Listing
____
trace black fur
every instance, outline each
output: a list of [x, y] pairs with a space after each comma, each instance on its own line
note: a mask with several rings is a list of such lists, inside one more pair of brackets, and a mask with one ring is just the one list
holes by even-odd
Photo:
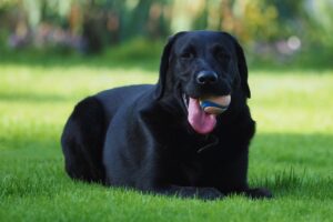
____
The problem
Rewrite the listing above, replacing "instance" with "object" wherever it appears and leaving everything else unchanged. Omit the pictures from your answer.

Exercise output
trace black fur
every object, outline each
output: a list of [x, y] pairs with a space after each comma, each object on its own line
note: a mask with several rings is a list of such lists, inside one more pair of brackets, and a mask with one ring is just the one list
holes by even-odd
Photo:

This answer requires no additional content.